§ Text excerpt:
........

# Appendix: An Interactive Console to Generate Movies Fulfilling Certain Requirements
Suppose you are a director, and you want to make a movie that fulfills certain genre, budget, and profit requirements. 
This small console performs lookup to find a movie that fulfills your requirements. 

I eventually hope to add a predictive element (so that one can predict a movie's profits based on self-generated features and using models trained in previous sections.)

In [75]:
import pandas as pd
import datetime as dt
import ast
import numpy as np
import math
import seaborn as sns
from sklearn.preprocessing import MultiLabelBinarizer
import matplotlib.pyplot as plt
from collections import Counter
import warnings
warnings.filterwarnings(action='ignore')

In [76]:
data_path = "data/"
m = pd.read_csv(data_path + "movies_postprocessing.csv")
entities = {}
for col in ["genres", "keywords","plot_keywords","all_keywords" ,"production_companies", "production_countries", "spoken_languages"]:
    m[col] = pd.Series(ast.literal_eval(b) for b in m[col])
genres = ['Mystery', 'Romance', 'History', 'Family', 'Science Fiction', 'Horror', 'Crime', 'Drama', 'Fantasy', 'Animation', 'Music', 'Adventure', 'Foreign', 'Action', 'TV Movie', 'Comedy', 'Documentary', 'War', 'Thriller', 'Western']

### Interactive Console/ Movie Generator

In [77]:

def isfloat(value):
  try:
    float(value)
    return True
  except ValueError:
    return False


def get_closest_to_median(subset_, target, q_tile):
    subset_["diff_med"] = abs(subset_[target] - subset_[target].quantile(q_tile))
    return subset_.loc[subset_["diff_med"].idxmin()]
    

In [78]:
def run_console():
    perc = "default"
    allowed_genres = [a for a in genres if a not in  ['Documentary', 'Foreign']]
    allowed_targets = ['popularity', 'vote_average', 'imdb_score','movie_facebook_likes', 'profit']
    budget = 0
    genre = ""
    bl,bh = 0,0
    done = False

    while not done:
        genre = raw_input("\n Tell me your genre {}: ".format(str(allowed_genres)))
        if genre == "quit": done = True; break;
        if genre in allowed_genres: break
        print("Sorry, try again.")
    subset = m[m.genres.apply(lambda x: genre in x)]

    while not done:
        target = raw_input("\n Tell me what you're optimizing for {}: \n \
                             You can also add a percentile (0-100) after the category \n \
                           following the example 'profit 65' and we'll get you the film\n \
                           closest to that percentile for the target.\n \
                           Otherwise we'll serve you the default - the median!\n \
                           Please follow the format (lowercase and one space!)"

........

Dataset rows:

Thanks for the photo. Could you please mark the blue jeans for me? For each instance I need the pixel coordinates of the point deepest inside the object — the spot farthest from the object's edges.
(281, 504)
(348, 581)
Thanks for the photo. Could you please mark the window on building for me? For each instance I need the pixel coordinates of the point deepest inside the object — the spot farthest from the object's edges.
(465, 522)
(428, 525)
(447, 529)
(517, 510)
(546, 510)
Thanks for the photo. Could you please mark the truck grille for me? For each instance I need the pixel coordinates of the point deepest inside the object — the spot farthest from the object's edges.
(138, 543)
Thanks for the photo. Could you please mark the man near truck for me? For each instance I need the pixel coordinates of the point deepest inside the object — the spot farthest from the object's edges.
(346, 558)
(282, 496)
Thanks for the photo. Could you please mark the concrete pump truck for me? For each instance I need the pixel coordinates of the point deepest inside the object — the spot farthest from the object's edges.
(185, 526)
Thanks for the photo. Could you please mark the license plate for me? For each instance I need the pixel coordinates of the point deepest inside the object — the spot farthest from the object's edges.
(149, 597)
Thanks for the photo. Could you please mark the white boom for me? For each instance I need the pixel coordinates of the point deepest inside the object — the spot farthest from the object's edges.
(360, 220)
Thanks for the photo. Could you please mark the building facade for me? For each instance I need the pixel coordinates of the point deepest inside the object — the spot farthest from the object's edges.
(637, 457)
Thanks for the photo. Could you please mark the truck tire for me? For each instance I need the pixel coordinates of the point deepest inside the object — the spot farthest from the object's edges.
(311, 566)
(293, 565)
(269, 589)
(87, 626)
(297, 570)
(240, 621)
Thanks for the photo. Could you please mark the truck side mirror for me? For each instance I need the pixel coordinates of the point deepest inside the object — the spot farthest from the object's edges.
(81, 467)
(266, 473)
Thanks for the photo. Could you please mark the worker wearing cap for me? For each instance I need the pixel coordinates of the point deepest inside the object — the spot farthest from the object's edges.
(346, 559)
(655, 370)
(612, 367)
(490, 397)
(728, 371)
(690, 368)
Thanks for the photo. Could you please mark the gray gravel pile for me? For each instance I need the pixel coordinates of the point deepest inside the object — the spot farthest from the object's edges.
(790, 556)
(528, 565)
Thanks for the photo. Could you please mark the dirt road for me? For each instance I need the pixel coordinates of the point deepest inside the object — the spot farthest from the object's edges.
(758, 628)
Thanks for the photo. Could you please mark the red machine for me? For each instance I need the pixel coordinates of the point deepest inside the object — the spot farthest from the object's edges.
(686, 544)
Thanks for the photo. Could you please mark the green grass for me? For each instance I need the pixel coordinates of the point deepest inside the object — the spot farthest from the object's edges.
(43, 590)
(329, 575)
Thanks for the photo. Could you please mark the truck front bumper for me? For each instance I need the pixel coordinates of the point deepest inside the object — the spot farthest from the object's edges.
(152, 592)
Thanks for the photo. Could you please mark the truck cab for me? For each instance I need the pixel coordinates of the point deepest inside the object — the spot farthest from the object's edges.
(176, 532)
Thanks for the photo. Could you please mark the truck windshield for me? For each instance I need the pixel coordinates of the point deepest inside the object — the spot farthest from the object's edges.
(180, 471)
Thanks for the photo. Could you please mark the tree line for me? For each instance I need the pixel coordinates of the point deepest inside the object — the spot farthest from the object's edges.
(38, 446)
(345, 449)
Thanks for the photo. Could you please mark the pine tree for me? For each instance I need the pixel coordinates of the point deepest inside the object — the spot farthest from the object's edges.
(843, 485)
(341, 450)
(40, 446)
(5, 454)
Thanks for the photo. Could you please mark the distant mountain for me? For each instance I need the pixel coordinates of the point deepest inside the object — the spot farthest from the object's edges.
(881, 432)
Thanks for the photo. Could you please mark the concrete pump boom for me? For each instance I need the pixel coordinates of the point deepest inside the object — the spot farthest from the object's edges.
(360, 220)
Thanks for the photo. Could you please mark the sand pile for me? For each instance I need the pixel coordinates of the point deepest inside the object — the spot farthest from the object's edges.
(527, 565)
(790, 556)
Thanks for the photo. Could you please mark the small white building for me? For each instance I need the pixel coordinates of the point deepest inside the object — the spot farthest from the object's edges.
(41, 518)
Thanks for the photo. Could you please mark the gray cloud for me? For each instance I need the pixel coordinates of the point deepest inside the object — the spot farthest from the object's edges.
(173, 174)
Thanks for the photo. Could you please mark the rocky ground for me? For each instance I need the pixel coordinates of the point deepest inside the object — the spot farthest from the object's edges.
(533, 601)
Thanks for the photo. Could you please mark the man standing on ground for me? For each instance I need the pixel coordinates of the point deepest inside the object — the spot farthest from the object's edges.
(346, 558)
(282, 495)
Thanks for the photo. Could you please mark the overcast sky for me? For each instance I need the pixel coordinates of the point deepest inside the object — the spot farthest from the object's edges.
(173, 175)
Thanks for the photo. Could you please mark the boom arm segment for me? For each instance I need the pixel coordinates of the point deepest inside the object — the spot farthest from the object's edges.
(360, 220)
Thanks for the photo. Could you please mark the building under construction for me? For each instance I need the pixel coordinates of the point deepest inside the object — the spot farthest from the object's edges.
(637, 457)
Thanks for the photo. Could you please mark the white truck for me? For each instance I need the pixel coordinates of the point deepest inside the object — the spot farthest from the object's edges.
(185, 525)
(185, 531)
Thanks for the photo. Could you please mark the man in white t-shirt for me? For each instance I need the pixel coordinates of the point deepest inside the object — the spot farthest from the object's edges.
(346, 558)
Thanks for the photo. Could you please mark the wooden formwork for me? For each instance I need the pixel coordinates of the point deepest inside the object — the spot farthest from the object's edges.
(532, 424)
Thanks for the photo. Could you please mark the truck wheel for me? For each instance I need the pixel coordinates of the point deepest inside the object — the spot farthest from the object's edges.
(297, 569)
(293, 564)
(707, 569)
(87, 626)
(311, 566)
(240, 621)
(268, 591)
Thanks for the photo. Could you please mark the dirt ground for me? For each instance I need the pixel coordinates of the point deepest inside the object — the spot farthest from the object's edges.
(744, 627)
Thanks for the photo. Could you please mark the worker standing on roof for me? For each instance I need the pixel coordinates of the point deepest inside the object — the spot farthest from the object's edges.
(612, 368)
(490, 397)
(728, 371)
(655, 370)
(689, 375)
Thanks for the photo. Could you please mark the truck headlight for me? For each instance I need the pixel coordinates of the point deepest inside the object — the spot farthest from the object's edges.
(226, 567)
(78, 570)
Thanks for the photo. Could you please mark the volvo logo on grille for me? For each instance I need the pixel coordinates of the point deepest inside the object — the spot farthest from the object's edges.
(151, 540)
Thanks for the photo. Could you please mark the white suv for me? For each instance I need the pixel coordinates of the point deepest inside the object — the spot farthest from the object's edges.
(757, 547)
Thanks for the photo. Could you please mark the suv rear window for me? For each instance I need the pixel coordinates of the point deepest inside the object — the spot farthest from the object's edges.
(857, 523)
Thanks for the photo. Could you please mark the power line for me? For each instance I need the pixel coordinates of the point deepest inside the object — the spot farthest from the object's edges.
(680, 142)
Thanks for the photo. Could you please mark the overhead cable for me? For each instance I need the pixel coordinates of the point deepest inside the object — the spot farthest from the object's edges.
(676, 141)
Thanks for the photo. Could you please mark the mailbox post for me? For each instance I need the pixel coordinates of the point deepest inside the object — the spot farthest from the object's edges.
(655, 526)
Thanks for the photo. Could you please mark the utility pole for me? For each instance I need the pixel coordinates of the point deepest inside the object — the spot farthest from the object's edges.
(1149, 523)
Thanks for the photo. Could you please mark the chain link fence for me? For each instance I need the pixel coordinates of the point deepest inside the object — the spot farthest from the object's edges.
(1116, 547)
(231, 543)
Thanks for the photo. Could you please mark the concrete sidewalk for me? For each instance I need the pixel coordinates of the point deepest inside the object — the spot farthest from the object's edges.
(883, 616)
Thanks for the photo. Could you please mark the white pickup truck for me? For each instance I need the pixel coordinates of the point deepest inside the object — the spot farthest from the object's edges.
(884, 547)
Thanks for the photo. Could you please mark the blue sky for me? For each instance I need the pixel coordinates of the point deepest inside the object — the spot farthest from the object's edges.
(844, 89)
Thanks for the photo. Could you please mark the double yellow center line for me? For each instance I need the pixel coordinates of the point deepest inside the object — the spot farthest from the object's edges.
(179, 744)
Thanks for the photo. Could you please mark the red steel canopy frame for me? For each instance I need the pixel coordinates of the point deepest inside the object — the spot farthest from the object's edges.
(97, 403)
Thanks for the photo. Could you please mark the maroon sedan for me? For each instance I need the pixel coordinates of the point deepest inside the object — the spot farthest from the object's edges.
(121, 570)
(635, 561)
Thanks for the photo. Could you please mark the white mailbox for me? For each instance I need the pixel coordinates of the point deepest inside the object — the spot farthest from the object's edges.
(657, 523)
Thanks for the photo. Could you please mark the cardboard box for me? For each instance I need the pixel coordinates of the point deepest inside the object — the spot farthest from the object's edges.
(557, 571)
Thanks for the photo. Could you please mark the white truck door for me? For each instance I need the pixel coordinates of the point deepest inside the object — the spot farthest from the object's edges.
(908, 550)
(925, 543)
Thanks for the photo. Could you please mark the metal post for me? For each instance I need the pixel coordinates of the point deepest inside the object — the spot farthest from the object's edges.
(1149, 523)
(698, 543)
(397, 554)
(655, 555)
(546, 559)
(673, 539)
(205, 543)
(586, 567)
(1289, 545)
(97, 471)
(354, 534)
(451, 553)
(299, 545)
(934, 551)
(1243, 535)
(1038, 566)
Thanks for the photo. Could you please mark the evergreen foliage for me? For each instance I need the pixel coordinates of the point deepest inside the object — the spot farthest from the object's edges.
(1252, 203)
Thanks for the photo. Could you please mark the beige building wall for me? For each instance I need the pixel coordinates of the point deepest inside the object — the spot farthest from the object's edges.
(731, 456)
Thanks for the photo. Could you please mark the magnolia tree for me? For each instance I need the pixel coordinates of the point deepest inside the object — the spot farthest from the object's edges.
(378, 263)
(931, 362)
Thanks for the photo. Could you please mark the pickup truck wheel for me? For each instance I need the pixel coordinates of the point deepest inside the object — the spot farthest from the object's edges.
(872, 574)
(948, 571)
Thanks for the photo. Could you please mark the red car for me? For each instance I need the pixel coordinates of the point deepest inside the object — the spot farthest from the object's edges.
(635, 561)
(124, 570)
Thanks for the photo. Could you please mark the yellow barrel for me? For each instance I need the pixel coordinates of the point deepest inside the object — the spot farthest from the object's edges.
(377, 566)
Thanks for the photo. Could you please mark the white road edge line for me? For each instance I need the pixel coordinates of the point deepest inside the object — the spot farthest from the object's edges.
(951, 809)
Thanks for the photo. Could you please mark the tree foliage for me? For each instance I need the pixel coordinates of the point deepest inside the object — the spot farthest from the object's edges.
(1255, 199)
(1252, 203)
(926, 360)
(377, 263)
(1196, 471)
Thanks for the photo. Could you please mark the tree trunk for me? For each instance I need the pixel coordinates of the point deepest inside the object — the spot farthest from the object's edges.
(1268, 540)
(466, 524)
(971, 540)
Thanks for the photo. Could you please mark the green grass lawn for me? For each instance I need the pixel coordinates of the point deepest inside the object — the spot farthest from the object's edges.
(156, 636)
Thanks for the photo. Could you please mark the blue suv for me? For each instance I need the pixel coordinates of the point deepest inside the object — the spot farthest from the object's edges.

........

§ Directions for this task:
Answer these about the movie console appendix:
1. Which two genres are left out of the allowed genres?
2. What CSV file does the code load the movie data from?
3. What does the console serve if no percentile is added after the category?

§ Right answer:
1. Documentary and Foreign.
2. movies_postprocessing.csv
3. The median.